[Data items]
........

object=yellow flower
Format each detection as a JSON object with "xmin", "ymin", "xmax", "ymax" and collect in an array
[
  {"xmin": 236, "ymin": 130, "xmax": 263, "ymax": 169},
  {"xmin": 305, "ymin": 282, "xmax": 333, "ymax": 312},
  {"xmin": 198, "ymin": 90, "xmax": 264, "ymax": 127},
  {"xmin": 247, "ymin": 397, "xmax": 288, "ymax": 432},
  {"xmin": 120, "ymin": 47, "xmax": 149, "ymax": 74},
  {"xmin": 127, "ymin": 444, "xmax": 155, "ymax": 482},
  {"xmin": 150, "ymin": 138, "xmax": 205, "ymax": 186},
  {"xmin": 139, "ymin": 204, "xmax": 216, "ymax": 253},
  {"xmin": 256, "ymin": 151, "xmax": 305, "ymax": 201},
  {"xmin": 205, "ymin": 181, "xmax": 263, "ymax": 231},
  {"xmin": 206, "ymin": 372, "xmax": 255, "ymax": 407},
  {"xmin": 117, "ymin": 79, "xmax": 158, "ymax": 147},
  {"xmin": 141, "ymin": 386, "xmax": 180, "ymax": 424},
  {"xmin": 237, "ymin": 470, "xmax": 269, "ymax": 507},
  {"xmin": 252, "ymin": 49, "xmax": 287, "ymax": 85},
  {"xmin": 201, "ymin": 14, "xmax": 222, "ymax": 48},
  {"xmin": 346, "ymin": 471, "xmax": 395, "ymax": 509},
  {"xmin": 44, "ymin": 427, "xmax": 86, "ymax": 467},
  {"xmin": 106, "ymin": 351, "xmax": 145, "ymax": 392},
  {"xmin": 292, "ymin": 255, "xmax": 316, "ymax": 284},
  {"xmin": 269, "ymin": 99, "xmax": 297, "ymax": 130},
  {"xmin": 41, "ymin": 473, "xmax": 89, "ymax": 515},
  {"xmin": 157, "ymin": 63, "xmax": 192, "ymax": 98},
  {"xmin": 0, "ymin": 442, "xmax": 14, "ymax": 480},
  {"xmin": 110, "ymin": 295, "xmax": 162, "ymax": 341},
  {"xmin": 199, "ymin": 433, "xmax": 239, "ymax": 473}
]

........

Duplicate every one of the items above line for line, with no changes.

* The response:
object=yellow flower
Format each detection as a JSON object with "xmin", "ymin", "xmax", "ymax" and collect in an array
[
  {"xmin": 236, "ymin": 130, "xmax": 263, "ymax": 169},
  {"xmin": 305, "ymin": 282, "xmax": 333, "ymax": 312},
  {"xmin": 198, "ymin": 90, "xmax": 264, "ymax": 127},
  {"xmin": 247, "ymin": 397, "xmax": 288, "ymax": 432},
  {"xmin": 120, "ymin": 47, "xmax": 149, "ymax": 74},
  {"xmin": 127, "ymin": 444, "xmax": 155, "ymax": 482},
  {"xmin": 150, "ymin": 138, "xmax": 205, "ymax": 186},
  {"xmin": 139, "ymin": 204, "xmax": 216, "ymax": 253},
  {"xmin": 256, "ymin": 151, "xmax": 305, "ymax": 201},
  {"xmin": 205, "ymin": 181, "xmax": 263, "ymax": 231},
  {"xmin": 206, "ymin": 372, "xmax": 255, "ymax": 407},
  {"xmin": 117, "ymin": 79, "xmax": 158, "ymax": 147},
  {"xmin": 141, "ymin": 386, "xmax": 180, "ymax": 424},
  {"xmin": 237, "ymin": 470, "xmax": 269, "ymax": 507},
  {"xmin": 252, "ymin": 49, "xmax": 287, "ymax": 85},
  {"xmin": 201, "ymin": 14, "xmax": 222, "ymax": 48},
  {"xmin": 346, "ymin": 471, "xmax": 395, "ymax": 509},
  {"xmin": 44, "ymin": 427, "xmax": 86, "ymax": 467},
  {"xmin": 106, "ymin": 351, "xmax": 145, "ymax": 392},
  {"xmin": 292, "ymin": 255, "xmax": 316, "ymax": 284},
  {"xmin": 269, "ymin": 99, "xmax": 297, "ymax": 130},
  {"xmin": 41, "ymin": 473, "xmax": 89, "ymax": 515},
  {"xmin": 157, "ymin": 63, "xmax": 192, "ymax": 98},
  {"xmin": 0, "ymin": 442, "xmax": 14, "ymax": 480},
  {"xmin": 110, "ymin": 295, "xmax": 162, "ymax": 341},
  {"xmin": 199, "ymin": 433, "xmax": 239, "ymax": 473}
]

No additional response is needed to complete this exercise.